Awesome work for sure, at first I was thinking it was a shame to be putting deadener in such a raw performance car. But I am sure it will make it all that much more enjoyable to actually drive and not more of a chore after 15 minutes. Just listening to that motor would be a joy in itself. I don't even want to think how fast that 2,000lb roadster is with over 800 high reving HP.


----------



## redfred18t (Oct 2, 2008)

As JDC said, FF makes some serious vehicles

nice pics too, must be a blast to work on such a clean specimen 

oh and my damp is supposed to come in tomorrow, i cant wait to put it in


----------



## braves6117 (Feb 13, 2008)

Very solid, prime example of SS products and their uses. Well Done!


----------



## drtool (Nov 26, 2007)

Great job Ant, hope you can post pictures with the Heat Wave and LL going in.
Wayne


----------



## thehatedguy (May 4, 2007)

I've been for a ride in a FF5 Cobra replica one or twice...you need something to keep your feet from getting warm down there. And at about 2200 pounds wet, 800HP should get you going pretty good provided you can get it to hook up. 1st gear will be renamed "roast the tire" gear.

I remember a Car and Driver mag probably 15-15 years back where they had a Unique Motorsports Cobra replica that was owned by Ernie Elliot (you know, Bill's engine builder). Said it was damned near impossible to drive and would scare the **** out of you in every gear. Mentioned something about it being spooky to have wheel spin at 100 mph when you floored it.


----------



## CRD (Apr 23, 2008)

Is the replica the one that have the Mustang 5.0L engine on it?

I remenber seen at Costco a Cobra for sale I'm guessing is the replica with a Mustang V8 5L engine on it.


----------



## jonnyanalog (Nov 14, 2007)

## Challenges
1) In the forum thread about the Cobra replica, how much does the FF5 Cobra replica weigh wet, according to thehatedguy?
2) Repeat the passage of the Cobra replica forum thread between "I remember a" and "engine on it.", inclusive.
3) Pick up the Cobra replica forum thread where it stops and write the next part.

## Stored data
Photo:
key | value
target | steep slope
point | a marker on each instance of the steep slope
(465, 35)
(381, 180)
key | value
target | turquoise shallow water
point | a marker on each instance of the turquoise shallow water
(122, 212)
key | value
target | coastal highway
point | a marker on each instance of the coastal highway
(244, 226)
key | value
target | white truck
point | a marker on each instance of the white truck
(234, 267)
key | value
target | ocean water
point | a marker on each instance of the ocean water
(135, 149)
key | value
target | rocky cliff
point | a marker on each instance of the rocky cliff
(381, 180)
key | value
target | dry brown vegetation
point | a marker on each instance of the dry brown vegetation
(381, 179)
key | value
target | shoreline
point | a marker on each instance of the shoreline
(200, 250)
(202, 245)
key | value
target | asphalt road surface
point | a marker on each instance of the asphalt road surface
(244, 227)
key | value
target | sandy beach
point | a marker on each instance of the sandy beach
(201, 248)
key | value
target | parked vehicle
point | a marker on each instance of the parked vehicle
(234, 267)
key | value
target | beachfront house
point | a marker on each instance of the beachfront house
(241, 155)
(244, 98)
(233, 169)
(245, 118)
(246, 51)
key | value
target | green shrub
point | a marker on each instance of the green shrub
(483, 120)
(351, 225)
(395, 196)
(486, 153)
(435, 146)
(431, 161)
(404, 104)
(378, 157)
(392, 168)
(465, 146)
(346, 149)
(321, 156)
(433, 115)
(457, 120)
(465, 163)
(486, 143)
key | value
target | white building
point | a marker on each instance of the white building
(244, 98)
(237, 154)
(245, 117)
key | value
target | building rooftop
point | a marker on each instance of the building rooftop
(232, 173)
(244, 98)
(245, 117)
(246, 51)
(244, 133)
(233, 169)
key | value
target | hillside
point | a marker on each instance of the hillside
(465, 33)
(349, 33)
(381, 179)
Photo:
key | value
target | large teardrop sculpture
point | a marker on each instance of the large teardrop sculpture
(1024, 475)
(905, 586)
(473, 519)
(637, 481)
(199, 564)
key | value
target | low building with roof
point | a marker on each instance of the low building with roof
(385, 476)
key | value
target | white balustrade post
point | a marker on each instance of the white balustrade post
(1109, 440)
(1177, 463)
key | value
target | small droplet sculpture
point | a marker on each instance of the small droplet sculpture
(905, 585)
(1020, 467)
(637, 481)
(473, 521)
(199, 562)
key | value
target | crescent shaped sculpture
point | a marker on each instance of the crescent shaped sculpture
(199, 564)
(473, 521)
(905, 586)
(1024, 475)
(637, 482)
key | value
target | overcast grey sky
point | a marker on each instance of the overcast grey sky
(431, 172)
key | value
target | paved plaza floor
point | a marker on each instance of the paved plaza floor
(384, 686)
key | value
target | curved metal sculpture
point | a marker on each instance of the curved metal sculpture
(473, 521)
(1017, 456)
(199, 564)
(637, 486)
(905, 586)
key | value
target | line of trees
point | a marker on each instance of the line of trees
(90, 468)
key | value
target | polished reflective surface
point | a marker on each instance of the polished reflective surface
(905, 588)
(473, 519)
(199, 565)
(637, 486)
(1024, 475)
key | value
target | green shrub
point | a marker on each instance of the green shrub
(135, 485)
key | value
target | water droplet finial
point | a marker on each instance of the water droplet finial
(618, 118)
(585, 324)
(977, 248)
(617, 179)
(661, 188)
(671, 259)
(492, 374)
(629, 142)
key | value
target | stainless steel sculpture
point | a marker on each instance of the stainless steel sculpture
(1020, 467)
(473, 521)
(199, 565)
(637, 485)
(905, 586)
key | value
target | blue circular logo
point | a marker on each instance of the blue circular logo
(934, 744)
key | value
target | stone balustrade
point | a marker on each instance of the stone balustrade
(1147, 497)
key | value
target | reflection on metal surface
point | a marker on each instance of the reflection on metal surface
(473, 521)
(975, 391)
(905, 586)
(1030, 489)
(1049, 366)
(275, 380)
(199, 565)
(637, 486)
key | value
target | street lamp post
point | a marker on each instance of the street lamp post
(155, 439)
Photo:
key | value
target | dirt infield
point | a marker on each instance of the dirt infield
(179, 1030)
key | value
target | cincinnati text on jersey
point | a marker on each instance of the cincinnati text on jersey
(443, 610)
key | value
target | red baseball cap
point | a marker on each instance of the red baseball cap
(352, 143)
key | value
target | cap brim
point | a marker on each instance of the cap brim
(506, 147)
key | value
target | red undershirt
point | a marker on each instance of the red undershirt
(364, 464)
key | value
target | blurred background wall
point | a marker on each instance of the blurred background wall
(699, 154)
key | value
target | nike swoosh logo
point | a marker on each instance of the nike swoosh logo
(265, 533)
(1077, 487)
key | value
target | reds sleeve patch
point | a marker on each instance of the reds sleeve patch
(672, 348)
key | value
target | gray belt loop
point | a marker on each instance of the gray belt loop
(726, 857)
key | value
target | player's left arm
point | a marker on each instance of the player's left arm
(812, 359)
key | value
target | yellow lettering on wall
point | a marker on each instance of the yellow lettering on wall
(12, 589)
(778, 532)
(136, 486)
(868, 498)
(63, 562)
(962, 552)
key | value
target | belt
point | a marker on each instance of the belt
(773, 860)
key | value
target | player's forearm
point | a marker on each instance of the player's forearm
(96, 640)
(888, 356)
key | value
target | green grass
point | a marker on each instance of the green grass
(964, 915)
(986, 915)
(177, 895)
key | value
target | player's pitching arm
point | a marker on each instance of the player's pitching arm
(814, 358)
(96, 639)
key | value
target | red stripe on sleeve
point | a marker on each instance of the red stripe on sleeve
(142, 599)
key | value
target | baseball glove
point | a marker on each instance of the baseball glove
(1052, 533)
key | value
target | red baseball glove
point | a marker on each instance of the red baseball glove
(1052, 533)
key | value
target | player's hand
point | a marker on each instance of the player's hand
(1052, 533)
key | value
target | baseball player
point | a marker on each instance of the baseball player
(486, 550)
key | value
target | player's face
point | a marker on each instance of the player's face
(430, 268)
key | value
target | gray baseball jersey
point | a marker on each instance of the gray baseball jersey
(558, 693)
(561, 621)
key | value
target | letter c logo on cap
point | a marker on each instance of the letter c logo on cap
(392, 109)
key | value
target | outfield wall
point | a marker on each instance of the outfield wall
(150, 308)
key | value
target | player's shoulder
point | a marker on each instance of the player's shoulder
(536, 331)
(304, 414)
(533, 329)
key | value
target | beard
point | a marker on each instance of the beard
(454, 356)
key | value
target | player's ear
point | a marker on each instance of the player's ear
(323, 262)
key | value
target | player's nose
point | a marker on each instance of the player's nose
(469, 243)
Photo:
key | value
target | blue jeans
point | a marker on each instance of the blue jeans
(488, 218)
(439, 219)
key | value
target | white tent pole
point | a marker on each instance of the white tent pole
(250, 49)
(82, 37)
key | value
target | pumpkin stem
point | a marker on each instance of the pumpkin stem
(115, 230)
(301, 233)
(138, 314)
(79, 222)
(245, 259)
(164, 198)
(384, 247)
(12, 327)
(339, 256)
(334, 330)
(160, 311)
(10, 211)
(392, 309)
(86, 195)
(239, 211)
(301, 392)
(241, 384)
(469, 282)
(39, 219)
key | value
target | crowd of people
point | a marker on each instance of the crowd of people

## Responses in order
1) About 2200 pounds.

2)
I remember a Car and Driver mag probably 15-15 years back where they had a Unique Motorsports Cobra replica that was owned by Ernie Elliot (you know, Bill's engine builder). Said it was damned near impossible to drive and would scare the **** out of you in every gear. Mentioned something about it being spooky to have wheel spin at 100 mph when you floored it.


----------



## CRD (Apr 23, 2008)

Is the replica the one that have the Mustang 5.0L engine on it?

I remenber seen at Costco a Cobra for sale I'm guessing is the replica with a Mustang V8 5L engine on it.

3)
i love the headers on that cobra and that Gasser Ford, thats just sweet!!!!


----------



## jdc753 (Nov 14, 2007)

CRD said:


> Is the replica the one that have the Mustang 5.0L engine on it?
> 
> I remenber seen at Costco a Cobra for sale I'm guessing is the replica with a Mustang V8 5L engine on it.


They are built off the basis as being a very simply donor car build. Buy the kit and have a fox body mustang and you have EVERYTHING to build the car. Or you can do anything custom. They have a full suite of options for the suspension and running gear such as indipendent rear ends, wheel packages and the sort. Can build anything from a basic 5.0L mustang donor to a XXXX HP 500+ cubic inch big block, or in the case of the replica above an insane HP small block Nascar motor. Factory Five builds one helluva replica, I would say the best if not one of the best Cobra replicas. Personally I would LOVE to build a Daytona Coupe replica with a well worked over small block (basically what the cobra above has.)


----------



## DaveRulz (Jun 22, 2006)

800+ HP and a Fram filter....that kinda makes me want to cry inside. I see that it does say "racing" on the side but I see that orange canister and i think of the cut aways I've seen of the street ones. ::Shudder:: Sweet car none-the-less.


----------



## ANT (Oct 15, 2005)

CRD said:


> Is the replica the one that have the Mustang 5.0L engine on it?
> 
> I remenber seen at Costco a Cobra for sale I'm guessing is the replica with a Mustang V8 5L engine on it.


Factory Five is a kit, so you can use any engine you want to.
Most comon parts are mustang becaus they are cheap.
nothing cheap about this one though.
The Original owner was using some mustang parts on it but once gary built it every after was all custom.

The engine is a 358 nascar style. I think I heard them say its in the $30-40k range!?

817 hp.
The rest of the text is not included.